* Problems to solve *
1. In the Kipling travel sketch, what did the Professor say about the Chinese question?
2. Return the part of the Kipling travel sketch that opens with the words containing "MARCH-SEPTEMBER, 1889" and closes with "all things unashamed.", copied word for word.

From Sea to Sea

From Sea to Sea

MARCH-SEPTEMBER, 1889

No. VII

Rudyard Kipling


SHOWS HOW I ARRIVED IN CHINA AND SAW ENTIRELY THROUGH THE GREAT WALL AND OUT UPON THE OTHER SIDE.

Where naked ignorance
Delivers brawling judgments all day long
On all things unashamed.

THE past few days on the Nawab have been spent amid a new people and a very strange one. There were speculators from South Africa: financiers from home (these never talked in anything under hundreds of thousands of pounds and, I fear, bluffed awfully); there were Consuls of far-off China ports and partners of China shipping houses talking a talk and thinking thoughts as different from Ours as is Our slang from the slang of London. But it would not interest you to learn the story of our shipload—to hear about the hard-headed Scotch merchant with a taste for spiritualism, who begged me to tell him whether there was really anything in Theosophy and whether Tibet was full of levitating chelas, as he believed; or of the little London curate out for a holiday who had seen India and had faith in the progress of missionary work there—who believed that the C.M.S. was shaking the thoughts and convictions of the masses, and that the Word of the Lord would ere long prevail above all other counsels. He in the night-watches tackled and disposed of the great mysteries of Life and Death, and was looking forward to a lifetime of toil amid a parish without a single rich man in it.

When you are in the China Seas be careful to keep all your flannel-wear to hand. In an hour the steamer swung from tropical heat (including prickly) to a cold raw fog, as wet as a Scotch mist. Morning gave us a new world—somewhere between Heaven and Earth. The sea was smoked glass reddish-grey islands lay upon it under fog-banks that hovered fifty feet above our heads. The squat sails of junks danced for an instant like autumn leaves in the breeze and disappeared, and there was no solidity in the islands against which the glassy levels splintered in snow. The steamer groaned and grunted and howled because she was so damp and miserable, and I groaned also because the guide-book said that Hong-Kong had the finest harbour in the world, and I could not see two hundred yards in any direction. Yet this ghost-like in-gliding through the belted fog was livelily mysterious, and became more so when the movement of the air vouchsafed us a glimpse of a warehouse and a derrick, both apparently close aboard, and behind them the shoulder of a mountain. We made our way into a sea of flat-nosed boats all manned by most muscular humans, and the Professor said that the time to study the Chinese question was now. We, however, were carrying a new general to these parts, and nice, new, well-fitting uniforms came off to make him welcome; and in the contemplation of things too long withheld from me I forgot about the Pigtails. Gentlemen of the mess-room, who would wear linen coats on parade if you could, wait till you have been a month without seeing a patrol jacket or hearing a spur go ling-a-ling, and you will know why civilians want you always to wear uniform. The General, by the way, was a nice General. He did not know much about the Indian Army or the ways of a gentleman called Roberts, if I recollect aright; but he said that Lord Wolseley was going to be Commander-in-Chief one of these days on account of the pressing needs of our Army. He was a revelation because he talked about nothing but English military matters, which are very, very different from Indian ones, and are mixed up with politics.

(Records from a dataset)
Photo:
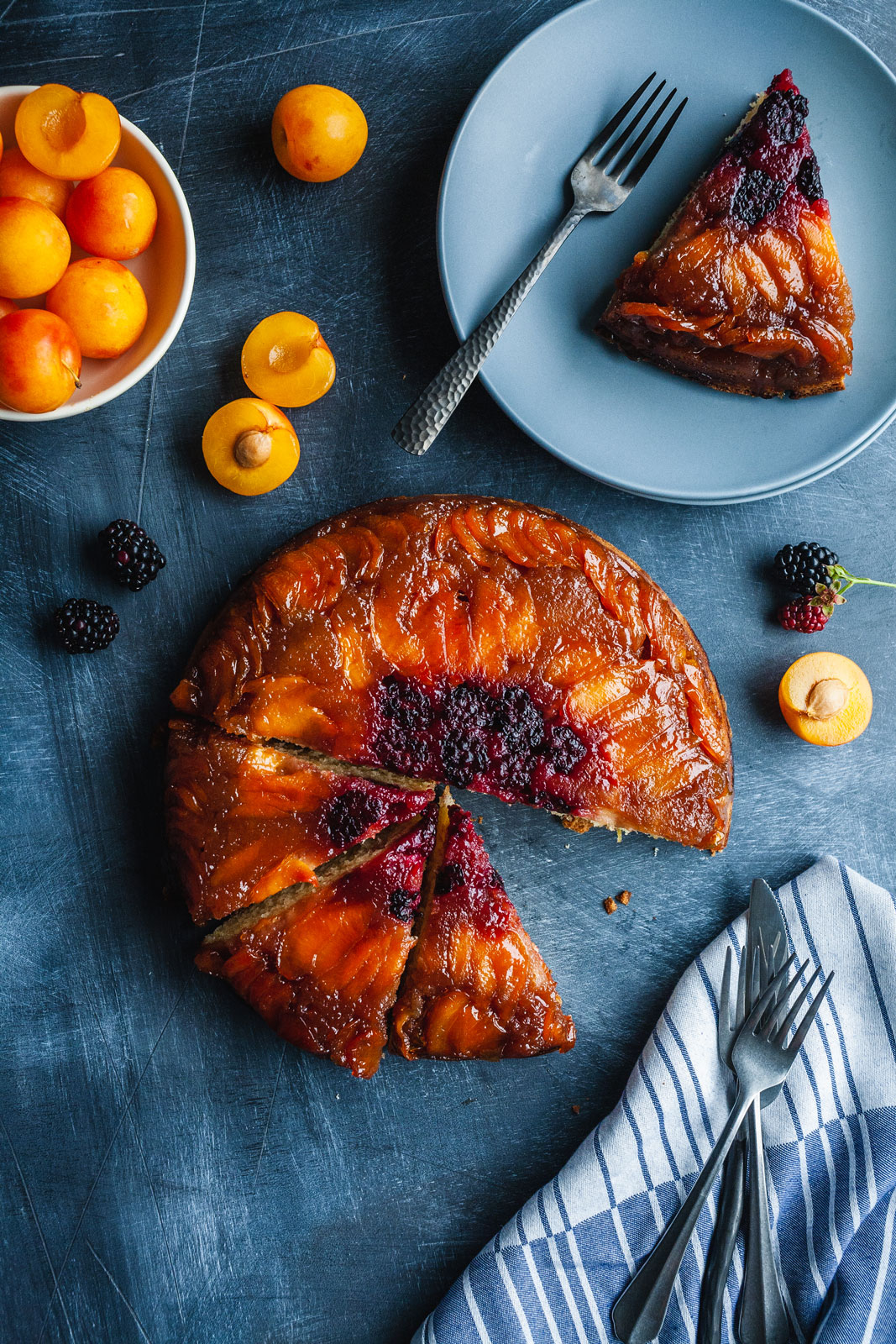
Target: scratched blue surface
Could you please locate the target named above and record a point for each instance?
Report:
(168, 1171)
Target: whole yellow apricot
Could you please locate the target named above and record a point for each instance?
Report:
(34, 248)
(250, 447)
(18, 178)
(66, 134)
(113, 214)
(825, 698)
(286, 360)
(102, 302)
(318, 132)
(39, 360)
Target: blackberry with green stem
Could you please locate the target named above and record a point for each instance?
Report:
(801, 568)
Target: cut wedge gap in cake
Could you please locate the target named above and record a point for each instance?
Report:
(743, 291)
(246, 820)
(476, 985)
(322, 964)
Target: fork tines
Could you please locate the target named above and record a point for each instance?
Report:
(602, 152)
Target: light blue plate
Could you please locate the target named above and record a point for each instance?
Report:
(504, 190)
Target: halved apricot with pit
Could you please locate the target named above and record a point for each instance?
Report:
(67, 134)
(250, 447)
(825, 698)
(39, 360)
(286, 360)
(34, 248)
(19, 178)
(113, 214)
(102, 302)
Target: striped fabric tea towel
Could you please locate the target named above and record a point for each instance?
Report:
(553, 1272)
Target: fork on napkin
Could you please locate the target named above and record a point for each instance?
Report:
(555, 1270)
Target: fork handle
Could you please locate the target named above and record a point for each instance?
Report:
(721, 1247)
(638, 1314)
(429, 414)
(763, 1316)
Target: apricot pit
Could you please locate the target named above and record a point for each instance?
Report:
(825, 698)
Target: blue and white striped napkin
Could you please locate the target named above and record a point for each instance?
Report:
(553, 1272)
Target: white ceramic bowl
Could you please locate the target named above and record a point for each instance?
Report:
(165, 270)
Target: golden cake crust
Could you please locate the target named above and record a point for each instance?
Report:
(445, 591)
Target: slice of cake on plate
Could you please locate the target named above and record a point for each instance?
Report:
(246, 820)
(476, 985)
(743, 289)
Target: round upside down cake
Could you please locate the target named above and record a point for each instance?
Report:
(445, 638)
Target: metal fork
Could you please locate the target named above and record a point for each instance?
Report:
(600, 181)
(761, 1059)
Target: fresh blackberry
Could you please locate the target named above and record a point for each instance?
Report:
(801, 615)
(785, 116)
(757, 197)
(85, 627)
(468, 707)
(406, 703)
(449, 877)
(564, 749)
(804, 566)
(130, 554)
(403, 904)
(463, 757)
(809, 179)
(349, 816)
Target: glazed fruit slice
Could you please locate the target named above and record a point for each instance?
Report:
(745, 289)
(248, 820)
(476, 985)
(322, 964)
(490, 644)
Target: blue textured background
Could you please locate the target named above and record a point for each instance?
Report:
(168, 1171)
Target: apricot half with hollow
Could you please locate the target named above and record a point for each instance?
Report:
(39, 360)
(67, 134)
(317, 132)
(286, 360)
(825, 698)
(19, 178)
(250, 447)
(34, 248)
(102, 302)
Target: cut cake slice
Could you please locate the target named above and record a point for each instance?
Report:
(743, 289)
(322, 964)
(476, 985)
(246, 820)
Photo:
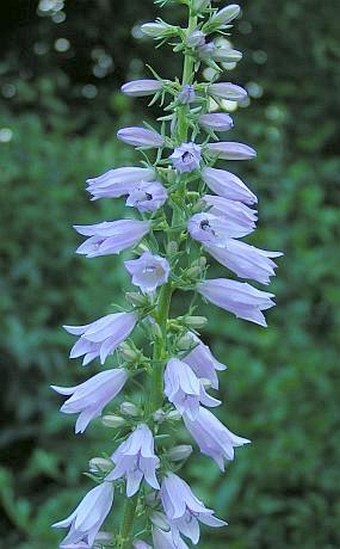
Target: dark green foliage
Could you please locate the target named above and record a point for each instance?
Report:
(282, 386)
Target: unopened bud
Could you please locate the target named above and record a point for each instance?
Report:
(113, 421)
(185, 343)
(159, 520)
(180, 452)
(136, 299)
(172, 247)
(195, 322)
(129, 409)
(174, 415)
(100, 465)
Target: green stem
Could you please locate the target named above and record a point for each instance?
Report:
(160, 349)
(126, 531)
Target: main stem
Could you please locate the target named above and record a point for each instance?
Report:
(160, 350)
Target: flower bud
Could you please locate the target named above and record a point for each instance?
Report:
(159, 29)
(195, 322)
(185, 343)
(129, 409)
(113, 421)
(100, 465)
(180, 452)
(136, 299)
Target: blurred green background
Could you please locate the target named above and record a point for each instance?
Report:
(61, 67)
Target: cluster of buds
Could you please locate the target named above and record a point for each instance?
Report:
(174, 225)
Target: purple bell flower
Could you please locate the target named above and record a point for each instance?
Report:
(118, 182)
(87, 519)
(142, 88)
(203, 363)
(135, 458)
(186, 157)
(187, 94)
(230, 150)
(147, 197)
(216, 121)
(111, 237)
(184, 390)
(140, 137)
(239, 298)
(246, 261)
(89, 398)
(213, 438)
(184, 510)
(228, 185)
(216, 230)
(102, 337)
(228, 91)
(148, 271)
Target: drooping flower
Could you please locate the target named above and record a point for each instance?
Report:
(148, 271)
(230, 150)
(228, 185)
(102, 337)
(111, 237)
(147, 196)
(226, 90)
(213, 438)
(140, 137)
(231, 210)
(245, 260)
(134, 459)
(203, 363)
(184, 510)
(118, 182)
(89, 398)
(87, 519)
(216, 121)
(186, 157)
(216, 230)
(239, 298)
(141, 88)
(187, 94)
(184, 389)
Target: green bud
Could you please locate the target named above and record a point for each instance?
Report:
(113, 421)
(100, 465)
(180, 452)
(129, 409)
(195, 322)
(136, 299)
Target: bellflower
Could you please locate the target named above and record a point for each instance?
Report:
(142, 88)
(213, 438)
(87, 519)
(228, 185)
(140, 137)
(246, 261)
(147, 197)
(239, 298)
(89, 398)
(118, 182)
(202, 362)
(135, 458)
(102, 337)
(111, 237)
(148, 271)
(227, 90)
(216, 121)
(184, 390)
(216, 230)
(230, 150)
(187, 94)
(186, 157)
(184, 510)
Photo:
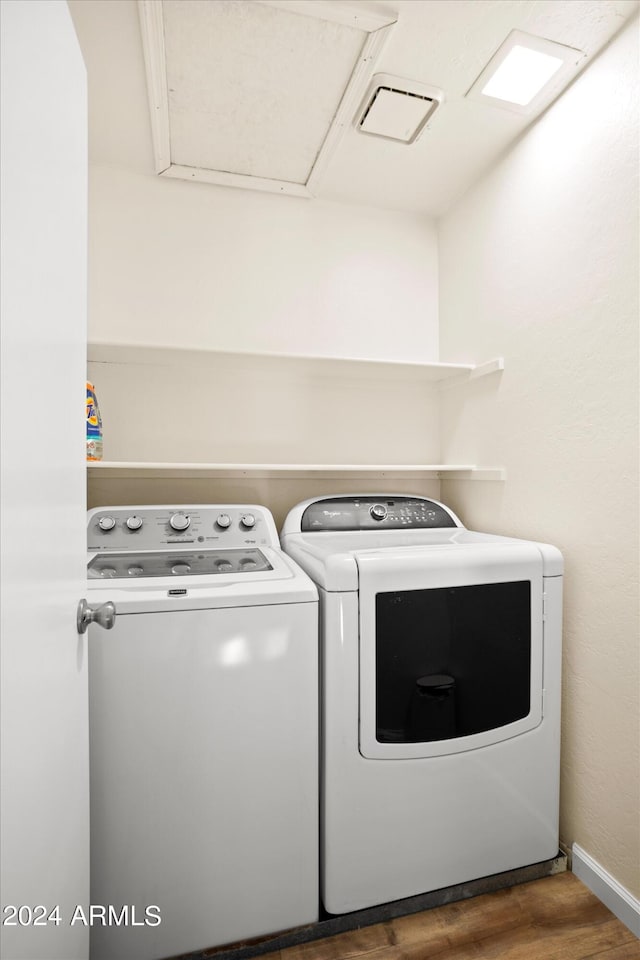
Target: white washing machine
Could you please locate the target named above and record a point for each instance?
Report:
(440, 663)
(203, 730)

* Replies *
1. He said that the time to study it was now.

2.
MARCH-SEPTEMBER, 1889

No. VII

Rudyard Kipling


SHOWS HOW I ARRIVED IN CHINA AND SAW ENTIRELY THROUGH THE GREAT WALL AND OUT UPON THE OTHER SIDE.

Where naked ignorance
Delivers brawling judgments all day long
On all things unashamed.